___ SUPPLIED RECORDS

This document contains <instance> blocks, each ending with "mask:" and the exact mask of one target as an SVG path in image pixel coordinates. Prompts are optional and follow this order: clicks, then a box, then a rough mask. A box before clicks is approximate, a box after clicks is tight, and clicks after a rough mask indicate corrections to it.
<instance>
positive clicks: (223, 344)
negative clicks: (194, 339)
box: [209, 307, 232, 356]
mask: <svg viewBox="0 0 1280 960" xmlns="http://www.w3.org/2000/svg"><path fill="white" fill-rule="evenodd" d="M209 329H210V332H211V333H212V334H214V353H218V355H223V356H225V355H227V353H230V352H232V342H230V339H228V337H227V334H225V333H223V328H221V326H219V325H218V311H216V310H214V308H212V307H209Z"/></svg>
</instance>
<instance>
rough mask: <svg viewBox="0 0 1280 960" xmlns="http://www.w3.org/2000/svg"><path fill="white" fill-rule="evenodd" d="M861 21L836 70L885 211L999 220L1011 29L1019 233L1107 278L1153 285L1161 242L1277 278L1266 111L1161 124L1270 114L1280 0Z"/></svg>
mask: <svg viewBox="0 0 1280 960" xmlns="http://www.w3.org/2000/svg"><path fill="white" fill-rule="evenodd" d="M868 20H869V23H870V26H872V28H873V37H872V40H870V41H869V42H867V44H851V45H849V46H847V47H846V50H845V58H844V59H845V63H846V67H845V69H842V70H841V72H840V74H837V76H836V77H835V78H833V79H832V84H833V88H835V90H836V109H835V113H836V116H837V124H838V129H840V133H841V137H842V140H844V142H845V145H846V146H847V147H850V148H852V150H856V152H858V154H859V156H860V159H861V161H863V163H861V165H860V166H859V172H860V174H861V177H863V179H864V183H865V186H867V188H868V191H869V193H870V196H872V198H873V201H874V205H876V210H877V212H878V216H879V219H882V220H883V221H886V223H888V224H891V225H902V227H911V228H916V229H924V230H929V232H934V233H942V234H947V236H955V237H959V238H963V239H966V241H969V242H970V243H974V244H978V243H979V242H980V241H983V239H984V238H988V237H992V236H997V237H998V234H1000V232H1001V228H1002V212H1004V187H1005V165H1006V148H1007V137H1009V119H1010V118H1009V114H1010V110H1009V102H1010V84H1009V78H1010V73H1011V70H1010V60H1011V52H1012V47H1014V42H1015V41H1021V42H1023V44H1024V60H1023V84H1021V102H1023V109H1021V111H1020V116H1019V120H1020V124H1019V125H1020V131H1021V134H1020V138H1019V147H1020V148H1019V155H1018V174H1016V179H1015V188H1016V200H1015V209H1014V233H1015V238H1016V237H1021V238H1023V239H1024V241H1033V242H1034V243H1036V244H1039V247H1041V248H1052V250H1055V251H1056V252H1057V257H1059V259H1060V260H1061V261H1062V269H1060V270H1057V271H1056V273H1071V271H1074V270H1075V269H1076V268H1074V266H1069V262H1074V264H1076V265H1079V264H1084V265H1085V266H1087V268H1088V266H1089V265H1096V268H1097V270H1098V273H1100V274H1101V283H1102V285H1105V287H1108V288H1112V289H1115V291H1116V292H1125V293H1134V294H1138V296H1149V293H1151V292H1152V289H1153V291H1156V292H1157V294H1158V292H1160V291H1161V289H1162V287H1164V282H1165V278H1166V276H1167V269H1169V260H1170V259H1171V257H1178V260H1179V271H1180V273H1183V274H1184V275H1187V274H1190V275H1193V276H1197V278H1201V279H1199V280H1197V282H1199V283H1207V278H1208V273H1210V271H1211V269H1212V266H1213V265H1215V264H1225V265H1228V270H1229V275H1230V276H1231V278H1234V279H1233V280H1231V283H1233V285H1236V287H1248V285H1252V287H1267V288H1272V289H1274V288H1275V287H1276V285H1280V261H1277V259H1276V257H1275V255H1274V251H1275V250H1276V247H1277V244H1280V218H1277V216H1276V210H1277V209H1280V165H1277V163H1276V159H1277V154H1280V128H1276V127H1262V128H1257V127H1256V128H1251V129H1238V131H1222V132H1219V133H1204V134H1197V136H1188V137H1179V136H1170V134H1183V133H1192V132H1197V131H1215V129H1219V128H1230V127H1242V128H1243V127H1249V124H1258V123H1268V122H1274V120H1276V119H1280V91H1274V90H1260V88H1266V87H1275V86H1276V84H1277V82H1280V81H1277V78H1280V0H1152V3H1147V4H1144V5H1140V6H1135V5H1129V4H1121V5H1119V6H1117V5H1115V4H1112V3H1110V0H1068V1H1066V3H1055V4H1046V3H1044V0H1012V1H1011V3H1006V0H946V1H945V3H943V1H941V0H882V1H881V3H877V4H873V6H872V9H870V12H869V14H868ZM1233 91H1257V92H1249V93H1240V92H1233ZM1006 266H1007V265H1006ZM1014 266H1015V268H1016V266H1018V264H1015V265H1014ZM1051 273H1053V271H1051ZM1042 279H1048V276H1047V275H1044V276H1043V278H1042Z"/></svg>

______

## WORK INSTRUCTION:
Could you change "negative clicks" to "negative points" in the records, starting with the first line and going on through the line with "box: [209, 307, 232, 356]", and write those lines out again with nothing else altered?

## ANSWER SECTION:
This document contains <instance> blocks, each ending with "mask:" and the exact mask of one target as an SVG path in image pixel coordinates. Prompts are optional and follow this order: clicks, then a box, then a rough mask. A box before clicks is approximate, a box after clicks is tight, and clicks after a rough mask indicate corrections to it.
<instance>
positive clicks: (223, 344)
negative points: (194, 339)
box: [209, 307, 232, 356]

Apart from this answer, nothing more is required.